# British Duchess



## Fairfield (Apr 26, 2004)

A bit of self-indulgence here.A piece of my artwork of this 1958 built BP tanker one of the largest at the time at 42000dwt.
She was scrapped in 1978 as PETROLA 25.


----------



## tanker (May 26, 2004)

Very good !!!!!!i ll submit some of my pieces of artwork but i must find them
in a my old trunk !!!!!! i am very happy that i am not only the fool of Merchant ships.


----------



## Fairfield (Apr 26, 2004)

tanker said:


> Very good !!!!!!i ll submit some of my pieces of artwork but i must find them
> in a my old trunk !!!!!! i am very happy that i am not only the fool of Merchant ships.


Thank you for your kind words.It/s good being a fool for Merchant ships.Hope to see your artwork soon.


----------



## Alan Blair (Jun 29, 2005)

This is excellent Paul I like the way she sits in the water, looks as if she's moving -----well done-------------Alan


----------



## Fairfield (Apr 26, 2004)

Thank you indeed,Alan.Coming from you that is much appreciated.


----------



## WLH (May 15, 2005)

*Wlh*

Like the picture.....were you on board with Captain David Lyle ?, a most
interesting character..............WLH


----------



## thunderd (Apr 18, 2005)

Paul you call it self indulgence, I call it pride in your calling and a generous willingness to share things with other members. I'm no art critic but I can appreciate the effort, time and love that went into your picture. I am amazed at the talents on this site that are beginning to show once one person breaks the ice. I say thanks for sharing and keep 'em coming.


----------



## clarkie59 (Oct 28, 2007)

Alan Blair said:


> This is excellent Paul I like the way she sits in the water, looks as if she's moving -----well done-------------Alan


Moving, that was a miricle, when I sailed on her we spent an awful lot of time "Broken Down!"


----------



## David Williams (Sep 27, 2008)

*Bp tankers*



Fairfield said:


> A bit of self-indulgence here.A piece of my artwork of this 1958 built BP tanker one of the largest at the time at 42000dwt.
> She was scrapped in 1978 as PETROLA 25.


Hi Fairfield.
I sailed on her sister ship,the British Duke
in the mid fifties.
Dave Williams.


----------

Dataset entries
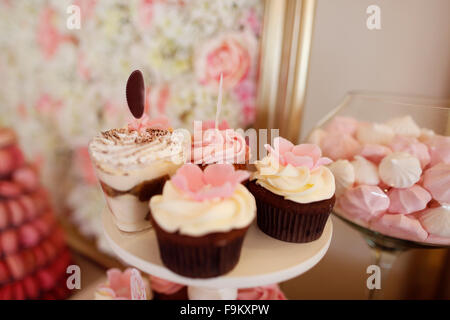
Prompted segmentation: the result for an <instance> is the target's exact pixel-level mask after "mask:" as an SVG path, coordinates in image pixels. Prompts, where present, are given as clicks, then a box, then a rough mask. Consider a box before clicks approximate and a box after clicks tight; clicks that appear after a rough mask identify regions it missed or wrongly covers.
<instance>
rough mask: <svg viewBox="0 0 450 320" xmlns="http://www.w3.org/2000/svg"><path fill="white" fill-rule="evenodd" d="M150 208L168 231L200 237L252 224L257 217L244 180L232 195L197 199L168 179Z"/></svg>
mask: <svg viewBox="0 0 450 320" xmlns="http://www.w3.org/2000/svg"><path fill="white" fill-rule="evenodd" d="M150 210H151V214H152V217H153V219H155V221H156V223H157V224H158V225H159V226H160V227H161V228H162V229H164V230H165V231H167V232H171V233H173V232H176V231H179V232H180V234H183V235H188V236H194V237H195V236H198V237H200V236H203V235H206V234H209V233H214V232H228V231H231V230H233V229H241V228H245V227H247V226H249V225H250V223H251V222H252V221H253V219H254V218H255V216H256V202H255V198H254V197H253V195H252V194H251V193H250V192H249V191H248V190H247V189H246V188H245V187H244V186H243V185H242V184H240V183H239V184H237V185H236V189H235V190H234V193H233V195H232V196H231V197H229V198H226V199H212V200H205V201H195V200H192V199H190V198H189V197H188V196H187V195H185V194H183V193H182V192H181V191H180V190H178V189H177V187H176V186H175V185H174V184H173V183H172V182H171V181H168V182H166V184H165V185H164V189H163V193H162V195H157V196H154V197H152V198H151V199H150Z"/></svg>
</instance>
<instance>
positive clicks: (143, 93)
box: [126, 70, 145, 119]
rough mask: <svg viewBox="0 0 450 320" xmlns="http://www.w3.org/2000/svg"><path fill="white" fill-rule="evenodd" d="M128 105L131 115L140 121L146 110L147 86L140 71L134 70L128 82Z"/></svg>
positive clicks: (143, 78) (131, 74)
mask: <svg viewBox="0 0 450 320" xmlns="http://www.w3.org/2000/svg"><path fill="white" fill-rule="evenodd" d="M126 94H127V103H128V108H129V109H130V112H131V114H132V115H133V117H135V118H136V119H140V118H141V117H142V115H143V114H144V108H145V85H144V76H143V75H142V72H141V71H139V70H134V71H133V72H132V73H131V74H130V77H129V78H128V81H127V89H126Z"/></svg>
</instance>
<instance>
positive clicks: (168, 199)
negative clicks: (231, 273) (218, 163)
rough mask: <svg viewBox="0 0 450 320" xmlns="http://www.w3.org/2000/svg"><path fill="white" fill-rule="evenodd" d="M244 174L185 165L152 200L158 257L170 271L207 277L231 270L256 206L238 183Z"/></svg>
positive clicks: (150, 203)
mask: <svg viewBox="0 0 450 320" xmlns="http://www.w3.org/2000/svg"><path fill="white" fill-rule="evenodd" d="M248 176H249V174H248V172H246V171H242V170H236V171H235V169H234V167H233V166H232V165H231V164H214V165H210V166H208V167H206V168H205V170H204V171H202V170H201V169H200V167H198V166H196V165H194V164H185V165H183V166H182V167H181V168H180V169H178V170H177V172H176V174H175V175H174V176H173V177H172V179H170V180H169V181H167V182H166V183H165V185H164V189H163V192H162V195H157V196H154V197H152V198H151V200H150V216H151V221H152V224H153V227H154V229H155V231H156V236H157V241H158V246H159V252H160V256H161V259H162V262H163V263H164V265H165V266H166V267H167V268H168V269H170V270H171V271H173V272H175V273H177V274H180V275H183V276H187V277H191V278H210V277H216V276H219V275H222V274H225V273H227V272H228V271H230V270H231V269H233V268H234V267H235V266H236V264H237V262H238V260H239V256H240V253H241V247H242V242H243V240H244V236H245V234H246V232H247V229H248V227H249V226H250V224H251V222H252V221H253V219H254V218H255V214H256V204H255V199H254V197H253V196H252V195H251V193H250V192H248V190H247V189H246V188H245V187H244V186H243V185H242V184H241V183H240V182H242V181H243V180H245V179H247V178H248Z"/></svg>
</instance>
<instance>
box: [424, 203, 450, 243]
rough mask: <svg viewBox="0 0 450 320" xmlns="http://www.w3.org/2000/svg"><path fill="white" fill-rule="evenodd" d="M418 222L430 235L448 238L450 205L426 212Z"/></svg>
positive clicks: (449, 215)
mask: <svg viewBox="0 0 450 320" xmlns="http://www.w3.org/2000/svg"><path fill="white" fill-rule="evenodd" d="M419 220H420V222H421V223H422V225H423V227H424V228H425V230H427V231H428V232H429V233H430V234H432V235H435V236H439V237H449V238H450V204H443V205H442V206H440V207H437V208H431V209H428V210H426V211H425V212H424V213H423V214H421V215H420V217H419Z"/></svg>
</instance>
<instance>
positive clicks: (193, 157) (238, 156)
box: [192, 129, 247, 164]
mask: <svg viewBox="0 0 450 320" xmlns="http://www.w3.org/2000/svg"><path fill="white" fill-rule="evenodd" d="M246 156H247V144H246V143H245V138H244V136H243V135H241V134H239V133H238V132H237V131H235V130H233V129H226V130H220V131H219V130H215V129H208V130H206V131H204V132H203V131H201V132H195V133H194V141H193V144H192V160H193V162H194V163H197V164H211V163H229V164H234V163H236V164H244V163H245V161H246Z"/></svg>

_Questions to answer_
1 – According to the British Duchess thread, what ship was the sister ship of the British Duchess?
2 – In the British Duchess thread, write out the passage that starts at the words "## thunderd (Apr" and ends after "keep 'em coming.", changing "art critic" to "expert".
These entries have no connection to the British Duchess thread.

_Answers for this exercise_
1 – The British Duke.

2 –
## thunderd (Apr 18, 2005)

Paul you call it self indulgence, I call it pride in your calling and a generous willingness to share things with other members. I'm no expert but I can appreciate the effort, time and love that went into your picture. I am amazed at the talents on this site that are beginning to show once one person breaks the ice. I say thanks for sharing and keep 'em coming.